━━ Data extract

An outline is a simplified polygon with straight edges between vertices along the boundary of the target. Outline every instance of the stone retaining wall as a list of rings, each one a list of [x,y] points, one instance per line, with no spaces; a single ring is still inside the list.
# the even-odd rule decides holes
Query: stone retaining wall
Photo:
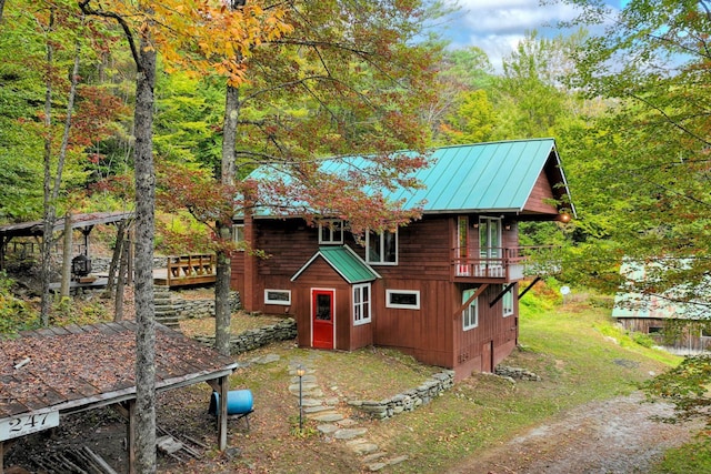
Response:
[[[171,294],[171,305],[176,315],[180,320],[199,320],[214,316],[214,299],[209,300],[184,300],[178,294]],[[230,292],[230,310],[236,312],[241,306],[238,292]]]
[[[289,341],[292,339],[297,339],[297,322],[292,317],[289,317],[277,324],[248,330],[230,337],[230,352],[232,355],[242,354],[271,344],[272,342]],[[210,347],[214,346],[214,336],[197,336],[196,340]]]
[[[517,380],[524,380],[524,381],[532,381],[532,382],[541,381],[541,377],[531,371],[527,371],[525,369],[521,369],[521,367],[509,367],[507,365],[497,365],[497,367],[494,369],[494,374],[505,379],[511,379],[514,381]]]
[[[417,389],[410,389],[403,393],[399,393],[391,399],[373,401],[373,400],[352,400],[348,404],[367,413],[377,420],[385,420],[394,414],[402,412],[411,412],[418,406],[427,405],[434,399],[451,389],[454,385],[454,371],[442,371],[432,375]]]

━━━━
━━ Data extract

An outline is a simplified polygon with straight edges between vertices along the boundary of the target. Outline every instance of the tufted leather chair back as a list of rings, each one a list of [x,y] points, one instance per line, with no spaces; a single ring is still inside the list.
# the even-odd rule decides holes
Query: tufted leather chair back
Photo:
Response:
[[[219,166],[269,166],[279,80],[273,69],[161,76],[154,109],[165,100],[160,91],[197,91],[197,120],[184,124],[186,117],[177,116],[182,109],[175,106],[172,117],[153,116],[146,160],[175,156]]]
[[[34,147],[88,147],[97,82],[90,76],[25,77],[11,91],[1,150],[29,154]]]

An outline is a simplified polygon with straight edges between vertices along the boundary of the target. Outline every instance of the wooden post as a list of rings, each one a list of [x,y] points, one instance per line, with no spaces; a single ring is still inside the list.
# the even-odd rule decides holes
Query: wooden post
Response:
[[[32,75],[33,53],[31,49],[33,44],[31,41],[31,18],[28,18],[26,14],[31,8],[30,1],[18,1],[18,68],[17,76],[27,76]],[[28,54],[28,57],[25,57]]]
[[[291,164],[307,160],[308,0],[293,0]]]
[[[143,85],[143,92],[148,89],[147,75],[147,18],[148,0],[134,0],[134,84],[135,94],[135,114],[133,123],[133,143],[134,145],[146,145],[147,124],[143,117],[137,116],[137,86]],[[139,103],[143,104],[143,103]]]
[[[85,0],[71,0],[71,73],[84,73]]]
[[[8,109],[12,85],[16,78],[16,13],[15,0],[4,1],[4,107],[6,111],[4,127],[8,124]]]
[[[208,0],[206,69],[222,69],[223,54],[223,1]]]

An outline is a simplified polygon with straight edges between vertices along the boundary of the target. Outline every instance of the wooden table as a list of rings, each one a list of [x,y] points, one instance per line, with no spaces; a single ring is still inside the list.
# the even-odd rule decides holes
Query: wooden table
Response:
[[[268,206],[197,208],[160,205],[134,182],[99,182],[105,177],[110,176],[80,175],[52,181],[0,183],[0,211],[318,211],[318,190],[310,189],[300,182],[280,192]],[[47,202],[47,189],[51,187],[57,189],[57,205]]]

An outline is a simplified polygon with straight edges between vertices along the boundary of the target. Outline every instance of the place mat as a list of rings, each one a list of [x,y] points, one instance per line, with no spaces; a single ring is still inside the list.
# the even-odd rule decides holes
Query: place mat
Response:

━━━━

Written task:
Report every line of the entries above that contains the word "wooden", copying each such line in full.

Result below:
An outline is a simplified polygon with straight edges between vertices along the boundary of the target. Outline every instance of the wooden post as a list of rings, each one a list of [x,y] points, one instance per line, with no spaces; a single ring is still inside the list.
Query: wooden post
An outline is a simplified polygon with straight edges between vertices along the boundary of the target. Outline every instance of the wooden table as a list of rings, each one a list of [x,y] points, one instance per line, with no spaces; a single ring is still inside the list.
Query: wooden table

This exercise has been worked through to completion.